- [Exercise directions] Copy out the lines of the listing below, starting with the line that contains "Each instance of the cloud" and continuing through the line that contains "[(150, 293), (197, 194)]", with both of those lines included.

- [Records to use]
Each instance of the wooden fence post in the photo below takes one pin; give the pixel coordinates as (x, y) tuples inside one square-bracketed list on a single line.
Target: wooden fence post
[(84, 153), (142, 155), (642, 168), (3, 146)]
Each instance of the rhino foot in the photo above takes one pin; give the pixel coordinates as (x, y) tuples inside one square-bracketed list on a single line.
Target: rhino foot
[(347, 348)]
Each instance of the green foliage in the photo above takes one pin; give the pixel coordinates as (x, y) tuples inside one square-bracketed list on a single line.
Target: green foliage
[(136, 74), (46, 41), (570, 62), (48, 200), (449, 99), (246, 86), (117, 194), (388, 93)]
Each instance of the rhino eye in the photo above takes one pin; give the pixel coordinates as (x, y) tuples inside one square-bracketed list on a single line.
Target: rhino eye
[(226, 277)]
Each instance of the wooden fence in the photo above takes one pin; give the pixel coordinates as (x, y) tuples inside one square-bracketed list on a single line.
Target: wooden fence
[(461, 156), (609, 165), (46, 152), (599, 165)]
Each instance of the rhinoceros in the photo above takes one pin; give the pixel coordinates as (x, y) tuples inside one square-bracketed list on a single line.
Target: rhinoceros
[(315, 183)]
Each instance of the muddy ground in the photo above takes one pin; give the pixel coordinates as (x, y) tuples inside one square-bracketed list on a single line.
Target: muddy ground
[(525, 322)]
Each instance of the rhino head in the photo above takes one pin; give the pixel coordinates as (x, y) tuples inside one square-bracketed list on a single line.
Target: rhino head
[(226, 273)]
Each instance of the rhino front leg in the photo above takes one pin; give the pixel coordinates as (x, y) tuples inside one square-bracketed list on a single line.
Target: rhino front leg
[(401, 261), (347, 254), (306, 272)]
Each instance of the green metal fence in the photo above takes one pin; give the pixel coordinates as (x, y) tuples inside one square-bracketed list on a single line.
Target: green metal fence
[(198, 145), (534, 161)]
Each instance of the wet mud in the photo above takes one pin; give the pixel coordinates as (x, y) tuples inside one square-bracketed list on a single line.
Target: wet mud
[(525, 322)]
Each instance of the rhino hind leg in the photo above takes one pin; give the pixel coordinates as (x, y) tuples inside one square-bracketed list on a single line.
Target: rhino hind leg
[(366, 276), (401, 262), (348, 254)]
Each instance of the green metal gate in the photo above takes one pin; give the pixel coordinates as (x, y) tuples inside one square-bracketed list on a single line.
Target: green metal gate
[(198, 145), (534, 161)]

---

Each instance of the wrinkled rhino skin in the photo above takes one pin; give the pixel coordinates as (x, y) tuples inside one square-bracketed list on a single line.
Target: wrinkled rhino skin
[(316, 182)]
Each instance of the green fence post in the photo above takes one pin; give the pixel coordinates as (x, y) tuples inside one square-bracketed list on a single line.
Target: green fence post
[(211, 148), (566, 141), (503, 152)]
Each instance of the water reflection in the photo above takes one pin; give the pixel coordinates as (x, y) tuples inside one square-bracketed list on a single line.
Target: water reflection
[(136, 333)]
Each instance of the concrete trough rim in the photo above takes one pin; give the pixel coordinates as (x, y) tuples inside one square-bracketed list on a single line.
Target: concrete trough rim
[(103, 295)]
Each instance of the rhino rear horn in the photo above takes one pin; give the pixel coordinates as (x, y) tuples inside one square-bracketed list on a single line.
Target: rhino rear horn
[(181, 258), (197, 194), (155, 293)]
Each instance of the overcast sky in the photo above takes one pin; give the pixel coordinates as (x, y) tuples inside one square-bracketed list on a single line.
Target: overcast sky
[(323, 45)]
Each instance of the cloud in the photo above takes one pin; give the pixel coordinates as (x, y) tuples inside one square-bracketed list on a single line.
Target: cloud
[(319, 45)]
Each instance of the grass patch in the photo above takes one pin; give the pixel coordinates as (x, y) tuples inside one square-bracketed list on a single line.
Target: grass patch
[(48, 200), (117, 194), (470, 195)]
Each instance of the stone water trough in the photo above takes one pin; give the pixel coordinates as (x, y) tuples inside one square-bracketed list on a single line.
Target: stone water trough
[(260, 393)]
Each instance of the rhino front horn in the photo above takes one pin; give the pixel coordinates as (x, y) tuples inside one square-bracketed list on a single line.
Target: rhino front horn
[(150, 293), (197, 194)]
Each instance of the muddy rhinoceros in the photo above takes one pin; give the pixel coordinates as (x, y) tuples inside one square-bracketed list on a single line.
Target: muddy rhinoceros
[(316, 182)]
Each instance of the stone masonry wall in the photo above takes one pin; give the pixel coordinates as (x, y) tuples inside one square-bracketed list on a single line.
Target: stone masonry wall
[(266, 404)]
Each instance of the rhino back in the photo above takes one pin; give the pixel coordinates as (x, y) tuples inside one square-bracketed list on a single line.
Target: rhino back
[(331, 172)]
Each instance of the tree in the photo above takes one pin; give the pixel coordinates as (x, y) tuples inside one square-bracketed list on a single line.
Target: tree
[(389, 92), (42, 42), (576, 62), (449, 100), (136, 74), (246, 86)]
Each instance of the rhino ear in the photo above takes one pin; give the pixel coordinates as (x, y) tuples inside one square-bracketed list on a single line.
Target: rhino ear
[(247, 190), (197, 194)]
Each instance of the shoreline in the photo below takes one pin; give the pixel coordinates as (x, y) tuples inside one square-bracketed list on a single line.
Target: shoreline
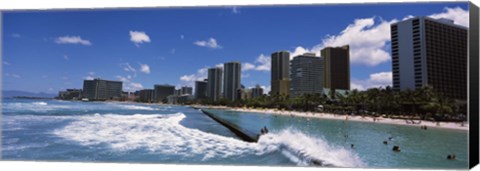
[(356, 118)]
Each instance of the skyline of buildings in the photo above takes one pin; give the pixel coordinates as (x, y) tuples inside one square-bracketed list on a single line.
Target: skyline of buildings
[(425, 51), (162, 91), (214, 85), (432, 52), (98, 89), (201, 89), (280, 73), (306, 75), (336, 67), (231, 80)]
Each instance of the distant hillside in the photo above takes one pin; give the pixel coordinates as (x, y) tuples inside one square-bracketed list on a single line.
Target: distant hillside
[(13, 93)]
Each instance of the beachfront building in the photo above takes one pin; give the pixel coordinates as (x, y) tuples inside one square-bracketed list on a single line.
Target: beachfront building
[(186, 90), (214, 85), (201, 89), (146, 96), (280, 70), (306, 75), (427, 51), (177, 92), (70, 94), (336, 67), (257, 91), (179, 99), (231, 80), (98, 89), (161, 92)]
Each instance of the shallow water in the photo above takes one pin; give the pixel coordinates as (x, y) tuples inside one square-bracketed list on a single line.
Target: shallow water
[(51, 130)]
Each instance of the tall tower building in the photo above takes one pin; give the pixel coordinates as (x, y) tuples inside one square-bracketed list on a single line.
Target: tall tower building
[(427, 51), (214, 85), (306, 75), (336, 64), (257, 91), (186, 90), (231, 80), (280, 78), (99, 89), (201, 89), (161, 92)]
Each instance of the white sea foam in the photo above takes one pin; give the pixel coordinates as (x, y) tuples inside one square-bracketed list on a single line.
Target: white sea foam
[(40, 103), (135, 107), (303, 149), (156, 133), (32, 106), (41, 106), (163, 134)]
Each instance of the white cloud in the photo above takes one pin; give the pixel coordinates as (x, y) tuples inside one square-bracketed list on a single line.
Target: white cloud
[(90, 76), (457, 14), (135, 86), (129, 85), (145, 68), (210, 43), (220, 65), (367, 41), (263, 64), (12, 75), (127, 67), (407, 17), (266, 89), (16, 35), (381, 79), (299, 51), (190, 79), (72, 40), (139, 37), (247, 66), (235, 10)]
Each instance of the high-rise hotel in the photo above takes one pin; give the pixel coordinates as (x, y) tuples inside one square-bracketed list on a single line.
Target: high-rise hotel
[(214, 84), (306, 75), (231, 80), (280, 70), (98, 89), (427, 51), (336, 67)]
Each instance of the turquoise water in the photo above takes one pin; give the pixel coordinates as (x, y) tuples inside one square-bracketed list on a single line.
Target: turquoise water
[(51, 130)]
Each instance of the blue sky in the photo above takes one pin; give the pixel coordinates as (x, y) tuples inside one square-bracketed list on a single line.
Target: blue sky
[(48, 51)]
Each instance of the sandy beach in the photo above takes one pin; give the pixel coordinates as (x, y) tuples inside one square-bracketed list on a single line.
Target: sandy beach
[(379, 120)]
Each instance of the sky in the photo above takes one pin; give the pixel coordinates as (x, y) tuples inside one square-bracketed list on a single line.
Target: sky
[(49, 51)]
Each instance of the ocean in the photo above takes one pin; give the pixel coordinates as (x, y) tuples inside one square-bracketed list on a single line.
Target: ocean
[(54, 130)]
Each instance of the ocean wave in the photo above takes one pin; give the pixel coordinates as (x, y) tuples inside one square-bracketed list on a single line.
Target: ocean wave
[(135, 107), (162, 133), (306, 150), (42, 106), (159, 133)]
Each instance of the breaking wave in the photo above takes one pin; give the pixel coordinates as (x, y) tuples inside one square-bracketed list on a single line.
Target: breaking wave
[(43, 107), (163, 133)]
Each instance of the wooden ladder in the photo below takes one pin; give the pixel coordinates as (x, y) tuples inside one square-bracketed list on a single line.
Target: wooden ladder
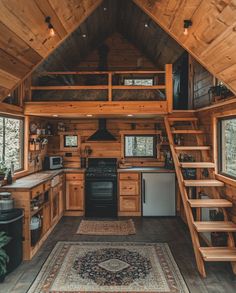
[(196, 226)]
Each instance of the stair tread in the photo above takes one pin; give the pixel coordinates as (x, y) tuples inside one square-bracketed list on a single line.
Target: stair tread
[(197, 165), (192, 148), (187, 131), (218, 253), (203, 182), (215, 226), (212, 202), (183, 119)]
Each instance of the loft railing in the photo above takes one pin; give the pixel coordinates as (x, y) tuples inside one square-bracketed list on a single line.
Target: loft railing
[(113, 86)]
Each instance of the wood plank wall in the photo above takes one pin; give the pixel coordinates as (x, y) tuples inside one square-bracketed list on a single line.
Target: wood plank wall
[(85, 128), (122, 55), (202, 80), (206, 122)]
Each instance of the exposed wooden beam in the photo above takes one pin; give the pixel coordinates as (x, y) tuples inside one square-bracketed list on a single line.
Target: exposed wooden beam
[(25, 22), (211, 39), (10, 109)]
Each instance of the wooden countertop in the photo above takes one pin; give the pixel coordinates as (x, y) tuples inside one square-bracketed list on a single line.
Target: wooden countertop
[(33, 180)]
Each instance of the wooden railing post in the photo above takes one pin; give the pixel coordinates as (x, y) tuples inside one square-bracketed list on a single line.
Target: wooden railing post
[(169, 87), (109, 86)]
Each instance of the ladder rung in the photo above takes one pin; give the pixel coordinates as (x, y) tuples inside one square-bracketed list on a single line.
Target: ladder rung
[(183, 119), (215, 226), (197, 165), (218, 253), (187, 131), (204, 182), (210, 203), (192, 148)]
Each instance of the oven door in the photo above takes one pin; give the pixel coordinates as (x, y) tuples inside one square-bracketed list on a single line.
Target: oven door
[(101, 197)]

- [Result]
Each instance of the cloud in the photo above takes one pin; give the pixel coordinates as (x, y) tuples inside one square-bracketed list on a single line.
Target: cloud
[(319, 45)]
Each instance of the grass patch in the photo above takes one pin; give the pixel coordinates as (x, y) tuples inside one square-bracketed list on a single line.
Target: grass patch
[(48, 200), (117, 194), (470, 195)]
Each instance of the stone water trough in the photo above takes one pin; give the pixel coordinates as (x, y) tuples inside one square-bracketed list on a single line.
Target: stone water trough
[(260, 393)]
Each instance of the rhino front horn in the photo above takes one pin; give the pixel coordinates as (x, y) tuples inside one square-bracketed list on a single line.
Target: rhino front horn
[(150, 293), (197, 194)]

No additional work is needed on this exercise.